"""

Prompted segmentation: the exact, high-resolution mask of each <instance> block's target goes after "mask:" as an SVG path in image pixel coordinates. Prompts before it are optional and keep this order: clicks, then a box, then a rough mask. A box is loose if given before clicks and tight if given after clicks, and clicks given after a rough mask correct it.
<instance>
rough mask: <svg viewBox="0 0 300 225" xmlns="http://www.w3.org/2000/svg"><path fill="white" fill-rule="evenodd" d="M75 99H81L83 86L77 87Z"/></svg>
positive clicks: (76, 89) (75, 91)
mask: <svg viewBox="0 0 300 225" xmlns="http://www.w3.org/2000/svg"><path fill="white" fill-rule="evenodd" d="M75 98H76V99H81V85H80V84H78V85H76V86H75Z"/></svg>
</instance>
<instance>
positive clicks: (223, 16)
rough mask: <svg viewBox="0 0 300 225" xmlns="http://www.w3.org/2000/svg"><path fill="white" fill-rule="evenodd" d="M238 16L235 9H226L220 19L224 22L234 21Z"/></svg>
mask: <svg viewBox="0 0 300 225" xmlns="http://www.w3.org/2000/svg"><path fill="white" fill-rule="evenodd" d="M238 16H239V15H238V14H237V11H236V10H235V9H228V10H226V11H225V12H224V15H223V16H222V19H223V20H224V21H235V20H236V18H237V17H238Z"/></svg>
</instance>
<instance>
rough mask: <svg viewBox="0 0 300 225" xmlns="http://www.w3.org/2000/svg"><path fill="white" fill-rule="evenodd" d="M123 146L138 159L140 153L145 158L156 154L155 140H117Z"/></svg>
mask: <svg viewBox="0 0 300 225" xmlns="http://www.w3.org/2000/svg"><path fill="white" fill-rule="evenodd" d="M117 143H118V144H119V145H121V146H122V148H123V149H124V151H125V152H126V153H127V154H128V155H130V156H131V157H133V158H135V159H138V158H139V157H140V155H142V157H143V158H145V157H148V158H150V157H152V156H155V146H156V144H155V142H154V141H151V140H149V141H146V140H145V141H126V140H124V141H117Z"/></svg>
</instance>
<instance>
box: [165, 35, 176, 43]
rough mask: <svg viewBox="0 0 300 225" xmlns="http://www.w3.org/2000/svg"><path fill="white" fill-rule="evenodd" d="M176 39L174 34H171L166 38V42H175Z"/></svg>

"""

WORK TO COMPLETE.
Copy out the entries word for word from their first line through the line containing "positive clicks: (76, 89) (75, 91)", including that line.

RESULT BELOW.
Prompted segmentation: the exact, high-resolution mask of each <instance> block's target goes after "mask:" as an SVG path in image pixel coordinates. Prompts before it are optional and keep this order: clicks, then a box, then a rough mask. A box is loose if given before clicks and tight if given after clicks, and clicks given after a rough mask correct it.
<instance>
rough mask: <svg viewBox="0 0 300 225" xmlns="http://www.w3.org/2000/svg"><path fill="white" fill-rule="evenodd" d="M75 99H81L83 86L77 87Z"/></svg>
positive clicks: (76, 89) (75, 91)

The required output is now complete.